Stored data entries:
....................
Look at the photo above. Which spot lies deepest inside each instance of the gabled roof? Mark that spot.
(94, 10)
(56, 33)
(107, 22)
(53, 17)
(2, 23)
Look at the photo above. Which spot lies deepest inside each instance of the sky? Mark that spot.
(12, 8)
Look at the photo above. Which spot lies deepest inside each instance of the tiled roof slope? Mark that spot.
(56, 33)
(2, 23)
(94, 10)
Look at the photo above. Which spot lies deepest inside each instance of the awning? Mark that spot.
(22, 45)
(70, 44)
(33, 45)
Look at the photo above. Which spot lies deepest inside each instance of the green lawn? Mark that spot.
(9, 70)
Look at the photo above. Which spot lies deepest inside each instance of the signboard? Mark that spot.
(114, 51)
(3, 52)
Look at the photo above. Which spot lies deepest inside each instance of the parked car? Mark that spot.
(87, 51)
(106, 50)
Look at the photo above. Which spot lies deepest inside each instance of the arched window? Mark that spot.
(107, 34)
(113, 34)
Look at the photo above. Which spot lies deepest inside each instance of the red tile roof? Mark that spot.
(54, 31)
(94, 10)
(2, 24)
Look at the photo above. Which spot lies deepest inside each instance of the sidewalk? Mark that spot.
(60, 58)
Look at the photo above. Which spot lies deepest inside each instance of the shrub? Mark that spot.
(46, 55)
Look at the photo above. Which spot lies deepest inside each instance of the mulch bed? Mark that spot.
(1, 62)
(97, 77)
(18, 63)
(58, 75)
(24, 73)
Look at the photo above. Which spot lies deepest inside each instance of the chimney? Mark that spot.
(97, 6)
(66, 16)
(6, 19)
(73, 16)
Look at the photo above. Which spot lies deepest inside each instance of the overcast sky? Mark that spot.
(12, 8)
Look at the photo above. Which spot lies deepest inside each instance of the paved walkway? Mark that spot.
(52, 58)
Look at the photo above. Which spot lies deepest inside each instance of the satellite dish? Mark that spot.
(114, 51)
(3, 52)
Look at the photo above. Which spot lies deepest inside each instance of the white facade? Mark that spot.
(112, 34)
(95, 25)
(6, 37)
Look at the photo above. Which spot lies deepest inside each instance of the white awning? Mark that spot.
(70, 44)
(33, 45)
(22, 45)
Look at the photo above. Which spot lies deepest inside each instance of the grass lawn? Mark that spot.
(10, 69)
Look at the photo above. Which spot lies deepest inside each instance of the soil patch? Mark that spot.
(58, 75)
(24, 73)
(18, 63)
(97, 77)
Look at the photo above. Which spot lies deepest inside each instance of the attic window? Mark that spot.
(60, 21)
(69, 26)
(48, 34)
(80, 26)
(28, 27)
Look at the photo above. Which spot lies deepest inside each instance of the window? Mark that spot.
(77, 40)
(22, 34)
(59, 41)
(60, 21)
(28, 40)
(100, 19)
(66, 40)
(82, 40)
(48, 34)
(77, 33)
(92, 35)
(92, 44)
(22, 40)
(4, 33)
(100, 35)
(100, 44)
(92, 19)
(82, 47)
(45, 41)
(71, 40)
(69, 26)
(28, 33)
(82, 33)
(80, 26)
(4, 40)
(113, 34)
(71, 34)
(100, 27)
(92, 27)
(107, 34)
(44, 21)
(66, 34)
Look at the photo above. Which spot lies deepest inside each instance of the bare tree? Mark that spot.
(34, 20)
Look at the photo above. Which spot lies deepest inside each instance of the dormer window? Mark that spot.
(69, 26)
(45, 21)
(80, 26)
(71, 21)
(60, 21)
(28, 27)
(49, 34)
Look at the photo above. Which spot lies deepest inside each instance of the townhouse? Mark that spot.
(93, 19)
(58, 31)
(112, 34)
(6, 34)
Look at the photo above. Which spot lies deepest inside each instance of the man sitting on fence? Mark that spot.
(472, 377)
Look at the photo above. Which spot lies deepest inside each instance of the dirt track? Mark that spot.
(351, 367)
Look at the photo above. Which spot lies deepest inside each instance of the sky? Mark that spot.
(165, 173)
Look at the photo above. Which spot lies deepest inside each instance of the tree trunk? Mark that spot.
....................
→ HOW TO COMPLETE THIS TASK
From the first line to the last, copy the records exactly as they appear above.

→ RESPONSE
Look at the photo above. Which spot lies deepest inside each instance of the gabled roof? Mark that spot.
(94, 10)
(56, 33)
(107, 22)
(53, 17)
(2, 23)
Look at the photo above. Which spot lies deepest inside each instance of the sky? Mark that spot.
(12, 8)
Look at the photo above. Which spot lies deepest inside each instance of the tiled roof slope? Mark that spot.
(56, 33)
(2, 23)
(94, 10)
Look at the photo above. Which spot lies deepest inside each instance of the awning? Mark that spot.
(22, 45)
(70, 44)
(33, 45)
Look at the photo above. Which spot lies deepest inside each instance of the green lawn? Mark that spot.
(9, 70)
Look at the photo above. Which spot lies deepest inside each instance of the signboard? Mark that spot.
(114, 51)
(3, 52)
Look at the photo above. Which spot lies deepest inside each instance of the parked car? Mark that spot.
(87, 51)
(106, 50)
Look at the photo above. Which spot lies deepest inside each instance of the arched window? Mark that spot.
(107, 34)
(113, 34)
Look at the photo above. Which spot lies deepest inside each instance of the red tile roof? Mark that spot.
(54, 31)
(94, 10)
(2, 24)
Look at the photo above. Which spot lies deepest inside each instance of the sidewalk? Mark that spot.
(60, 58)
Look at the photo above. Which spot lies deepest inside each instance of the shrub? Mark that spot.
(46, 55)
Look at the photo above. Which spot lies deepest inside each instance of the mulch bed? Mark that spot.
(1, 62)
(97, 77)
(18, 63)
(58, 75)
(24, 73)
Look at the photo above. Which spot lies deepest inside each instance of the chimney? Mark that spot.
(97, 6)
(66, 16)
(6, 19)
(73, 16)
Look at the photo above. Which spot lies deepest inside each instance of the overcast sky? Mark that spot.
(12, 8)
Look at the photo above. Which spot lies deepest inside each instance of the paved walkway? Mark that spot.
(52, 58)
Look at the photo above. Which spot lies deepest inside each instance of the satellite dish? Mark that spot.
(114, 51)
(3, 52)
Look at the photo above. Which spot lies deepest inside each instance of the white facade? Mark that spot.
(112, 34)
(95, 25)
(6, 37)
Look at the photo above. Which spot lies deepest inside each instance of the white awning? Mark that spot.
(70, 44)
(33, 45)
(22, 45)
Look at the photo above. Which spot lies deepest inside each instance of the grass lawn? Mark that spot.
(10, 69)
Look at the photo above. Which spot lies deepest inside each instance of the soil patch? Mark that spot.
(58, 75)
(24, 73)
(18, 63)
(97, 77)
Look at the photo above. Which spot lies deepest inside each instance of the attic window? Mark that spot.
(60, 21)
(69, 26)
(48, 34)
(80, 26)
(28, 27)
Look at the photo above. Which spot lies deepest inside each instance of the window? Mark that spot.
(77, 40)
(22, 34)
(59, 41)
(60, 21)
(28, 40)
(100, 19)
(66, 40)
(82, 40)
(48, 34)
(77, 33)
(92, 35)
(92, 44)
(22, 40)
(4, 33)
(100, 35)
(100, 44)
(92, 19)
(82, 47)
(45, 41)
(71, 40)
(69, 26)
(28, 33)
(82, 33)
(80, 26)
(4, 40)
(113, 34)
(71, 34)
(100, 27)
(92, 27)
(107, 34)
(44, 21)
(66, 34)
Look at the photo above. Which spot lies deepest inside each instance of the bare tree? Mark that spot.
(34, 20)
Look at the photo above. Which spot lies deepest inside each instance of the dormer window? Mark that spot.
(69, 26)
(45, 21)
(80, 26)
(71, 21)
(60, 21)
(28, 27)
(49, 34)
Look at the photo above. Which spot lies deepest inside each instance of the townhouse? Mark that spot.
(93, 19)
(58, 31)
(112, 34)
(6, 34)
Look at the photo above. Which spot lies deepest inside each instance of the man sitting on fence? Mark that spot.
(472, 377)
Look at the photo above. Which spot lies deepest inside each instance of the dirt track? Mark that spot.
(351, 367)
Look at the photo above. Which spot lies deepest inside each instance of the sky? Mark that spot.
(165, 173)
Look at the photo above. Which spot lies deepest inside each instance of the tree trunk? Mark that spot.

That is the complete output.